··· Text for analysis ···

On the instructions of Princess Gloria von Thurn und Taxis Sotheby's has organised a nine-day sale of furnishings, works of art and wine from her Regensburg castle, Schloss St Emmeram, parts of which date back to the 19th century. The first day's sale made pounds 2.6m, where Sotheby's had estimated around pounds 1.5m.

At the standard, snappy pace of London or New York the morning furniture sale should have taken two and a half hours, and the afternoon works of art sale an hour and a half. In the event they took five hours and three and three-quarter hours respectively. A mass of competing bids on virtually every lot slowed them to a snail's pace with some bids from telephone bidders, others from the 700 or so bidders who turned up in person.

The sale was attended by other princely families hoping to embellish the furnishing of their castles. The Liechtensteins, Wurttembergs and Wittelsbachs were all represented - but they were consistently outbid by the bourgeoisie. Private German and Austrian bidders were the main buyers, though the most expensive lots tended to sell to foreigners.

German bidders wanted 18th and early 19th century ormolu or carved giltwood clocks, Biedermeier furniture - the Germanic equivalent of Regency - and the finely inlaid walnut furniture made in southern Germany in the mid-18th century.

···

◆ Problems to solve ◆
1. In the report on the Schloss St Emmeram sale, who were the main buyers?
2. Write the next part of the report on the Schloss St Emmeram sale, picking up after its final sentence.
The listing that comes next is not needed here.

··· Data supplied ···

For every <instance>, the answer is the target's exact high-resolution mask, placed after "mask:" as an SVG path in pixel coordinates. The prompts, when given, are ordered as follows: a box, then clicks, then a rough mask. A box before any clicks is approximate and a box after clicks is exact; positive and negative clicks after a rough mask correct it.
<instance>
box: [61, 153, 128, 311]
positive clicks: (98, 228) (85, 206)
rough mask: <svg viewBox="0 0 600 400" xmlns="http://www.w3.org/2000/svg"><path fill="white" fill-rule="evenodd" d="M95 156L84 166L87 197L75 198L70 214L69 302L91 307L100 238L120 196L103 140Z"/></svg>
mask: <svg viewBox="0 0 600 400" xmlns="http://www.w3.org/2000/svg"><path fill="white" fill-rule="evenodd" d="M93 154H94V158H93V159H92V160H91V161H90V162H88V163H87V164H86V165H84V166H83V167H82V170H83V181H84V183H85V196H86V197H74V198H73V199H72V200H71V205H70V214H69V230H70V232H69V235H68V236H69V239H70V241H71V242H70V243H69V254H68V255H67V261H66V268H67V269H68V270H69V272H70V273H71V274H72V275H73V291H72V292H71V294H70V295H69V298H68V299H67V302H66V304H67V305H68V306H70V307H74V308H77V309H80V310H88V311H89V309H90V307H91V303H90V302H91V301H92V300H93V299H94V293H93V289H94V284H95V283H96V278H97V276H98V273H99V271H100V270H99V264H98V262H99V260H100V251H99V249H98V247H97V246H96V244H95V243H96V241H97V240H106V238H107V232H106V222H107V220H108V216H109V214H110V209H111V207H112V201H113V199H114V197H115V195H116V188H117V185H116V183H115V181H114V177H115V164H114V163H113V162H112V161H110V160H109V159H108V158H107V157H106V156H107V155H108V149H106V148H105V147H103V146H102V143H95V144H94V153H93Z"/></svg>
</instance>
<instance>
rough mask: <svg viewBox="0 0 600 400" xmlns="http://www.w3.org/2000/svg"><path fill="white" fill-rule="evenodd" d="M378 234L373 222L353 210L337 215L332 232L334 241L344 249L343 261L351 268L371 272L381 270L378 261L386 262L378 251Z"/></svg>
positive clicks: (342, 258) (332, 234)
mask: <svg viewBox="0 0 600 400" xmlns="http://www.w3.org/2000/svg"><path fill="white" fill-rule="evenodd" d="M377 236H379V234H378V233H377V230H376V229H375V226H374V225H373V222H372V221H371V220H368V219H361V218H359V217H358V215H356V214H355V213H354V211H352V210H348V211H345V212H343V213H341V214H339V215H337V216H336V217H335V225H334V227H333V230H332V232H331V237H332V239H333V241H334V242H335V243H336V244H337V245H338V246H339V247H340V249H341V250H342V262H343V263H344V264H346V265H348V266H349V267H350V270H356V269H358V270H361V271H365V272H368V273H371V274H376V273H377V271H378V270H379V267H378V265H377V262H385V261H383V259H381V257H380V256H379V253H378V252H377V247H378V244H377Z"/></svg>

···

◆ Expected responses ◆
1. Private German and Austrian bidders.

2.
A walnut wardrobe of around 1720 made 80,500 marks ( pounds 32,460), or three times estimate; a pair of Biedermeier mahogany cabinets from Vienna doubled estimate at 55,200 marks ( pounds 22,258) and the last lot in the morning sale, a faithful bronze hound carrying an ormolu clock in its mouth, made in Paris around 1810 and estimated at 5,000- 6,000 marks, sold for 29,900 marks ( pounds 12,000).

However, the top prices of the day were recorded for works of art - a more international taste. A pair of late 16th-century Venetian bronze figures of Apollo and Venus, 34cms high, made 235,750 marks ( pounds 95,060), roughly as expected, while an ivory and coral house altar of around 1680 from Trapani doubled expectations at 230,000 marks ( pounds 92,742).